PAGE EXCERPT:

Samba district is an administrative district in the Jammu division of Indian-administered Jammu and Kashmir in the disputed Kashmir region. It was formed in 2006. Before its formation, this area was part of Jammu district and Kathua district. The district headquarters is Samba.

==History==
Samba was reportedly established in 1400 AD. It came under the suzerainty of Jammu in 1816 A.D., while it was annexed by Raja Gulab Singh in 1846 A.D. Historically Samba consisted of 22 towns (also known as Mandi), each headed by a separate family. Prior to 1947, Samba was a tehsil. Samba became a district in 2006.

==Demographics==
===Population===

According to the 2011 census, Samba District had a population of 318,898, roughly equal to The Bahamas. It is the 568th largest in India (of 640). The district has a population density of 318 PD/sqkm. Its population growth rate over the decade of 2001 to 2011 was 16.9%.
===Ethnic groups===
Dogras are a major ethnolinguistic group of the Sambha district. Other major districts's ethnolinguistic groups are Punjabi and Gujjars. Dogras are primarily Hindus and Gujjars are Muslims.

=== Languages ===

At the time of the 2011 census, 84.53% of the population spoke Dogri, 4.95% Punjabi, 4.32% Gujari and 2.72% Hindi as their first language. Other 3.48% speak other languages.

===Sex ratio and literacy rate===
Samba has a sex ratio of 886 females for every 1,000 males, and a literacy rate of 81.4%. 16.81% of the population lives in urban areas. The Scheduled Castes and Scheduled Tribes account for 28.80% and 5.51% of the population of the district.

===Religion===

Samba district has an overwhelming Hindu majority, spread among Muslims, Sikhs, and others are the minority in the Samba district.

REQUESTS:
**1.** Reproduce the Samba district passage word for word, from "Samba district is" up to and including "district in 2006.".
**2.** Answer these questions from the Samba district passage:
(a) In what year was Samba district formed?
(b) What was the district's population in the 2011 census?
(c) What percentage of the population spoke Dogri as their first language in 2011?

GIVEN DATA:
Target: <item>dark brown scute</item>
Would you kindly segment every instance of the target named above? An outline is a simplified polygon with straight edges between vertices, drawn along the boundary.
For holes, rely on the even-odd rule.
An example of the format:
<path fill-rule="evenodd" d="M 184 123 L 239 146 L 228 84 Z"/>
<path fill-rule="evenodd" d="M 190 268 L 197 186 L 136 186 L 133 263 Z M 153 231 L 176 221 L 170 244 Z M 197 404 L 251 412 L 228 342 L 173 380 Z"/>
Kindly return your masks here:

REPLIES:
**1.**
Samba district is an administrative district in the Jammu division of Indian-administered Jammu and Kashmir in the disputed Kashmir region. It was formed in 2006. Before its formation, this area was part of Jammu district and Kathua district. The district headquarters is Samba.

==History==
Samba was reportedly established in 1400 AD. It came under the suzerainty of Jammu in 1816 A.D., while it was annexed by Raja Gulab Singh in 1846 A.D. Historically Samba consisted of 22 towns (also known as Mandi), each headed by a separate family. Prior to 1947, Samba was a tehsil. Samba became a district in 2006.

**2.**
(a) 2006
(b) 318,898
(c) 84.53%